> Work order
Using the data below, reproduce exactly the lines from the line with "column 181, row 608" to the line with "column 667, row 515", both included; pictures must be dropped.

(Natural language region descriptions)

────────

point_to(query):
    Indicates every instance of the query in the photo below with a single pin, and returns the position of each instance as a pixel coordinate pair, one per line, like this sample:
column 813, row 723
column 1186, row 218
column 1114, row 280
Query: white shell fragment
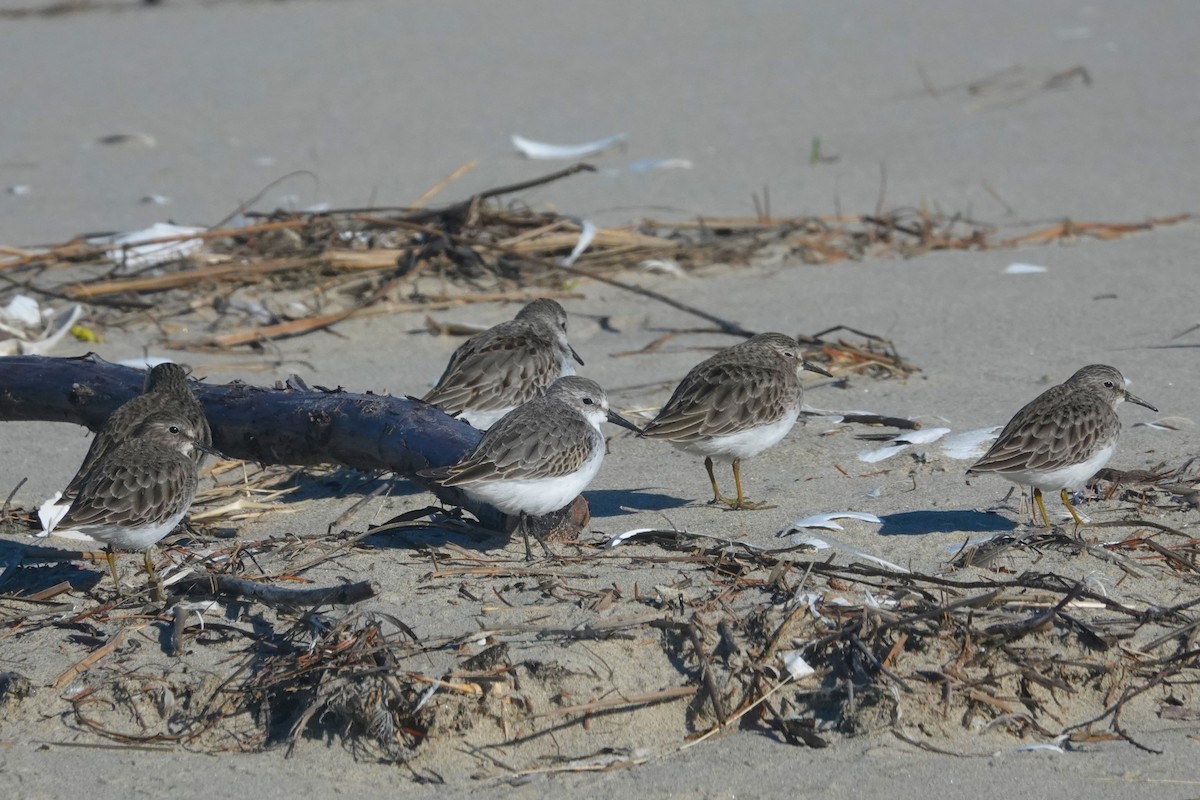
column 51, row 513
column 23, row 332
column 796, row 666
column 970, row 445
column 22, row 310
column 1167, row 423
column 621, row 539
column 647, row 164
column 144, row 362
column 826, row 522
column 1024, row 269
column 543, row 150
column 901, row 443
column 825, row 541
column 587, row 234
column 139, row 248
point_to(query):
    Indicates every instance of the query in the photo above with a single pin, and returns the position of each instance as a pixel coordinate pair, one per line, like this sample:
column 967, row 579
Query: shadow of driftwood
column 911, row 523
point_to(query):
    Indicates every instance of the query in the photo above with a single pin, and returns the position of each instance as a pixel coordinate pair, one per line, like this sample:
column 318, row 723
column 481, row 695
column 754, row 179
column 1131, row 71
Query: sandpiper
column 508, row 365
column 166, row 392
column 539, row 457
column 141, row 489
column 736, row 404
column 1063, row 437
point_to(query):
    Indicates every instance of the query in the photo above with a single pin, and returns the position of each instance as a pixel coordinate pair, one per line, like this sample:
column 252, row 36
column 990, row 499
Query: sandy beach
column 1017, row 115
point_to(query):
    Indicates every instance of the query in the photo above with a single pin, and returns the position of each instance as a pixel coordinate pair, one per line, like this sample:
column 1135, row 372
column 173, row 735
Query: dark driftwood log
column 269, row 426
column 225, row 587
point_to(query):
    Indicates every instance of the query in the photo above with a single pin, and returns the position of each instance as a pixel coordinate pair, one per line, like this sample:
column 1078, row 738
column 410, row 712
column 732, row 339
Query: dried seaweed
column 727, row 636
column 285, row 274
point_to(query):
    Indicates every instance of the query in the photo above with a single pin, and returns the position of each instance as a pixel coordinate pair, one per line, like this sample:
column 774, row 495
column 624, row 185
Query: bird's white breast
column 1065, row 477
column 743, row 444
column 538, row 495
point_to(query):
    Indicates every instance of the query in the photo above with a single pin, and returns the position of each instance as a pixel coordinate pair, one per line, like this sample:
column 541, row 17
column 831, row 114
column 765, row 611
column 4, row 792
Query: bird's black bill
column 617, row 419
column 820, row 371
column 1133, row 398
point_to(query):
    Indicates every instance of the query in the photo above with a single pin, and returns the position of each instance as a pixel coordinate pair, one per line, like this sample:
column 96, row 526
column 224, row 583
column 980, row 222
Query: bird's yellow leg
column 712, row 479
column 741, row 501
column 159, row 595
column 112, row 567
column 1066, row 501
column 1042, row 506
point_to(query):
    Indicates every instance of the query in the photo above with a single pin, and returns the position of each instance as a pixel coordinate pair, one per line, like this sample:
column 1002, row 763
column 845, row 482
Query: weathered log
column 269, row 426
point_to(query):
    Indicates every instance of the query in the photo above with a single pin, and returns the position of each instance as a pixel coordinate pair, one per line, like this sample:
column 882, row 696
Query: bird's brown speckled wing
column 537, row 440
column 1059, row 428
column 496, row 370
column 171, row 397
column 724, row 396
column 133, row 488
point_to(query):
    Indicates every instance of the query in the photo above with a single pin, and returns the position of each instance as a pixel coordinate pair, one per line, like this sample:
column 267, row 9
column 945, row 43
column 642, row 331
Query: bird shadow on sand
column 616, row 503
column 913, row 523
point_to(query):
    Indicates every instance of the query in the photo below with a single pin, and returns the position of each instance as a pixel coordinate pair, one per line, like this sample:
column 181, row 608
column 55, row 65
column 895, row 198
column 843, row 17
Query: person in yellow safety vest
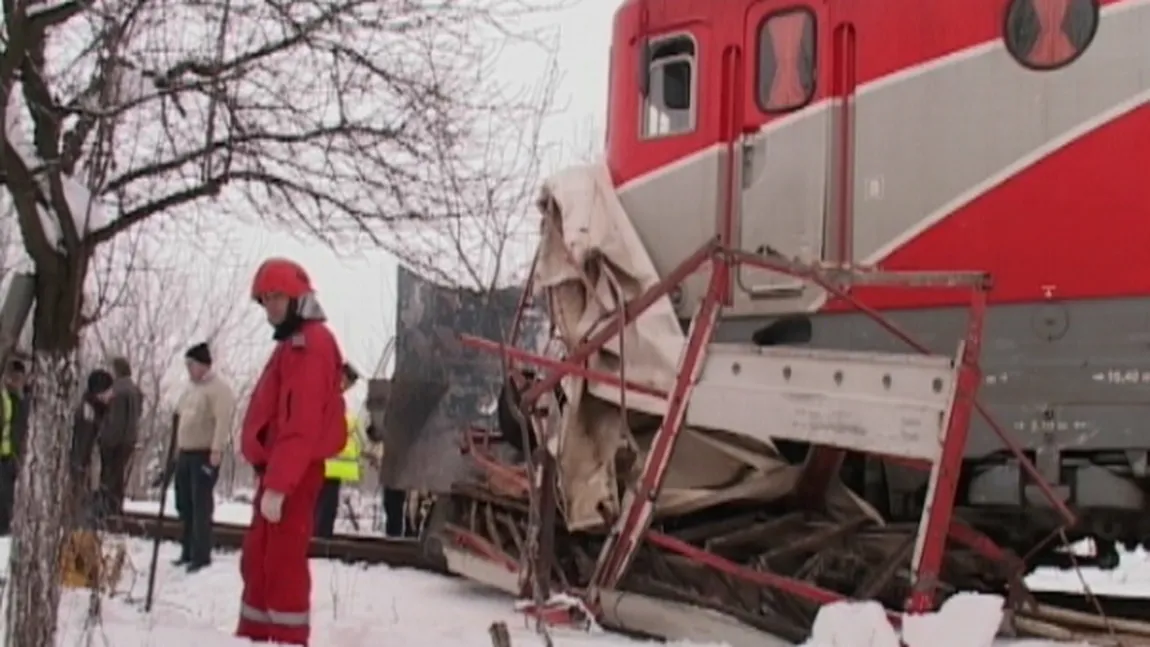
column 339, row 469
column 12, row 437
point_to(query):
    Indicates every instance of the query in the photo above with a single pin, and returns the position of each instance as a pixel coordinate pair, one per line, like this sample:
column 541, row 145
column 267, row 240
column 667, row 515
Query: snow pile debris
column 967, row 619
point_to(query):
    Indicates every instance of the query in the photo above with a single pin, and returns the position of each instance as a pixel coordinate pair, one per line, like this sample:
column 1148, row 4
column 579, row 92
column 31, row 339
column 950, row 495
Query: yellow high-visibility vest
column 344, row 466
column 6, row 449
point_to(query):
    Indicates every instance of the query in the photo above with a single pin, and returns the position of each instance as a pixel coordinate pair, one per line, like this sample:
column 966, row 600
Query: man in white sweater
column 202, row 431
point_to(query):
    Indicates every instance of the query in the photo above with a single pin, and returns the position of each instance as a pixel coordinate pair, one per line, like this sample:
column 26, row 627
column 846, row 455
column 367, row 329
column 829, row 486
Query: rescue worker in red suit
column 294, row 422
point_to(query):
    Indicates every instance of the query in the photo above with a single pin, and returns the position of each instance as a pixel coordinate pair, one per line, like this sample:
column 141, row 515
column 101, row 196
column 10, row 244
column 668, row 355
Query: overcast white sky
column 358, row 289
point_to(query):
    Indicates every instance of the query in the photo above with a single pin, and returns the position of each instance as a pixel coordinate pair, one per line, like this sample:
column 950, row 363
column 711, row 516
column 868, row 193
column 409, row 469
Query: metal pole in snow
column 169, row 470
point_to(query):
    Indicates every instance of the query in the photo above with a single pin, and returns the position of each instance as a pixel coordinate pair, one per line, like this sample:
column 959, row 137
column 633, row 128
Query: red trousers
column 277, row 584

────────

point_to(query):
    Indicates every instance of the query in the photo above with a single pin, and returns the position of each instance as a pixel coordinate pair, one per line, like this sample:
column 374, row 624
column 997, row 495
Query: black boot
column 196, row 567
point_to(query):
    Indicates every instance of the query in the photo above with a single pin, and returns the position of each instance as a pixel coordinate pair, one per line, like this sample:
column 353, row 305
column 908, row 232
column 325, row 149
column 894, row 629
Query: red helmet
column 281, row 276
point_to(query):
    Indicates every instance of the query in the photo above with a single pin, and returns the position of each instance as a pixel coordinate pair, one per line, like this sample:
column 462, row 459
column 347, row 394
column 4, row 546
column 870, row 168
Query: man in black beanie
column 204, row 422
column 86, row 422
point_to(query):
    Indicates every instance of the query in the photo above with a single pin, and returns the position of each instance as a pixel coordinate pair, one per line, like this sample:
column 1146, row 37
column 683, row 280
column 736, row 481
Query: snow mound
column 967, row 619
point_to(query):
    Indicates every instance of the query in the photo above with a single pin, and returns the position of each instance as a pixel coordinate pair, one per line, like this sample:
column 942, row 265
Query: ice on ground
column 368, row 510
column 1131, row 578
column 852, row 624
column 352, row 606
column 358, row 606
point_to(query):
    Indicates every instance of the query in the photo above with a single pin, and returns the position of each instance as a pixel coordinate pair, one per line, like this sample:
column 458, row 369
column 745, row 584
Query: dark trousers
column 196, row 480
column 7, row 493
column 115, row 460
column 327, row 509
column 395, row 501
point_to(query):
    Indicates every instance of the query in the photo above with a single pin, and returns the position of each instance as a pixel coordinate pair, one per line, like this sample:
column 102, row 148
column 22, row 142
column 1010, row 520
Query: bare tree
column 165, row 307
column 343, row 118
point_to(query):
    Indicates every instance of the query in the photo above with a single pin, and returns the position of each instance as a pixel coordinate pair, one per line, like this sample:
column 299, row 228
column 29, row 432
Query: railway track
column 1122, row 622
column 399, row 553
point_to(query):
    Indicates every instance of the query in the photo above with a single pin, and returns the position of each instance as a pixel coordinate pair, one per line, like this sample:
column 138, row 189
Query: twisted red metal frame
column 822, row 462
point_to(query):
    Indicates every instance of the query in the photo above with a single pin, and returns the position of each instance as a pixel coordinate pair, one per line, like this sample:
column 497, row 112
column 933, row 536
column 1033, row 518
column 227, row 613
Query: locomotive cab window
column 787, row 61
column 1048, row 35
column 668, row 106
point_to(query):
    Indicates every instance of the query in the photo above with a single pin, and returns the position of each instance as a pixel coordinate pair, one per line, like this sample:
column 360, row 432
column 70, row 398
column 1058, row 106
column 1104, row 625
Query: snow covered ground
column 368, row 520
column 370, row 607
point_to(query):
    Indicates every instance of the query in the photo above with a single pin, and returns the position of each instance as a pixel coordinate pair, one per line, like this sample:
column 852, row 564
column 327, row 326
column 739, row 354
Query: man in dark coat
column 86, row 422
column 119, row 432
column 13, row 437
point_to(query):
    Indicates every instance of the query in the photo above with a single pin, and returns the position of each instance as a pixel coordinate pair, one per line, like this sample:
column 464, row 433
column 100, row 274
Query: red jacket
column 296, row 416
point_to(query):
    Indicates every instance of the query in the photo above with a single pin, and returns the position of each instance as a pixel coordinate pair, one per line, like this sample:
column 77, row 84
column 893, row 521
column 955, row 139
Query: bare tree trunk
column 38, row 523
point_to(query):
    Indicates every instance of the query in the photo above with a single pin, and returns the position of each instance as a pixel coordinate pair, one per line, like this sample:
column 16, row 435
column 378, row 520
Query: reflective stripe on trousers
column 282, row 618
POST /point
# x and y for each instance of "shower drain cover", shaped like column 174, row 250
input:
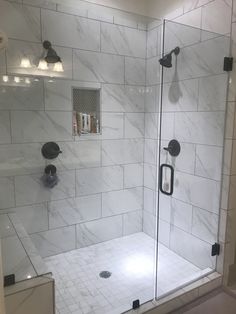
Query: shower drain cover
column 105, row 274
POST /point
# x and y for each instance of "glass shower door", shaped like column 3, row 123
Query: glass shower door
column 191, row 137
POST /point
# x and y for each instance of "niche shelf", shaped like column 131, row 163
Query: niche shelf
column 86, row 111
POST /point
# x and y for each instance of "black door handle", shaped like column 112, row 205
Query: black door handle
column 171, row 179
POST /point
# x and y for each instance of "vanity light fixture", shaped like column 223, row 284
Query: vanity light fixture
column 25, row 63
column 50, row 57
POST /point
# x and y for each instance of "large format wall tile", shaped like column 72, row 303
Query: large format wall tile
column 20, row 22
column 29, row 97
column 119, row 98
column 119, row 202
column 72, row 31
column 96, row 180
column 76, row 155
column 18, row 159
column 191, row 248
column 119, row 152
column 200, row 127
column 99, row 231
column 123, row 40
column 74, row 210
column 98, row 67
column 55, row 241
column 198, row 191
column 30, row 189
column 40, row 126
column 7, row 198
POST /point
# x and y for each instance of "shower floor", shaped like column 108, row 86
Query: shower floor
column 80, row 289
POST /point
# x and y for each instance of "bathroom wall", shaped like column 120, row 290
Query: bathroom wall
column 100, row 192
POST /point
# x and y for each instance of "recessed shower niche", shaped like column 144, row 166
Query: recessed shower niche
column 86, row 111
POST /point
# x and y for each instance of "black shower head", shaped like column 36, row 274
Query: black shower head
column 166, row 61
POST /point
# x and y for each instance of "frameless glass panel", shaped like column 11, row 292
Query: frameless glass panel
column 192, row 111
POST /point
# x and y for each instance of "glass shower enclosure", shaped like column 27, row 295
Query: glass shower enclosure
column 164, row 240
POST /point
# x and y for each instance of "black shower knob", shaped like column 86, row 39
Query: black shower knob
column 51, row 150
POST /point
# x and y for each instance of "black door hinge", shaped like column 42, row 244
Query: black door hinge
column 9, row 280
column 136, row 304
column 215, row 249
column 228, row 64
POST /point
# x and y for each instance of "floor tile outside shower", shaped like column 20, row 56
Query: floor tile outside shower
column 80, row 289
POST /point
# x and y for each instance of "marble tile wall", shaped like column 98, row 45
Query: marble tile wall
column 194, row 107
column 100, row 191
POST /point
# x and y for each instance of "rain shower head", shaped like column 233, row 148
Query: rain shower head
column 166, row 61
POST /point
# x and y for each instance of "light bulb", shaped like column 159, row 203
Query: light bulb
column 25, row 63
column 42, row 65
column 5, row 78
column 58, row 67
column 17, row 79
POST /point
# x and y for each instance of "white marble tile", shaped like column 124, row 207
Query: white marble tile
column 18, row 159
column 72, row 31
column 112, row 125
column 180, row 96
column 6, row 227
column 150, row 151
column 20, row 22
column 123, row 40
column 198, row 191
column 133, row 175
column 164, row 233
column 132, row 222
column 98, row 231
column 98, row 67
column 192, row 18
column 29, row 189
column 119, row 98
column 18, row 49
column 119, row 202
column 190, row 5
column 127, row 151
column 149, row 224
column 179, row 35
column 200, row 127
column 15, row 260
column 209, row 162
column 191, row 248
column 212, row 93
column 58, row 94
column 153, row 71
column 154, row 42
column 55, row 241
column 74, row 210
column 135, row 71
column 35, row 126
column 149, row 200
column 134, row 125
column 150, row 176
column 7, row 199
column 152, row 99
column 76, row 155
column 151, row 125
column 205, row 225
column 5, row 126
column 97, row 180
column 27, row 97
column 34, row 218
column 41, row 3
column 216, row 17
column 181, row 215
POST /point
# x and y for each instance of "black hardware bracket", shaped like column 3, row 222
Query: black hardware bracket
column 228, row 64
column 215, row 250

────────

> Final answer
column 181, row 608
column 55, row 65
column 895, row 198
column 843, row 17
Query: person in yellow safety vest
column 339, row 469
column 12, row 437
point_to(query):
    Indicates every instance of the query in the photo above with a single pin, and returns the position of each instance as a pixel coordinate pair, one per line, like this sample:
column 541, row 145
column 267, row 240
column 667, row 515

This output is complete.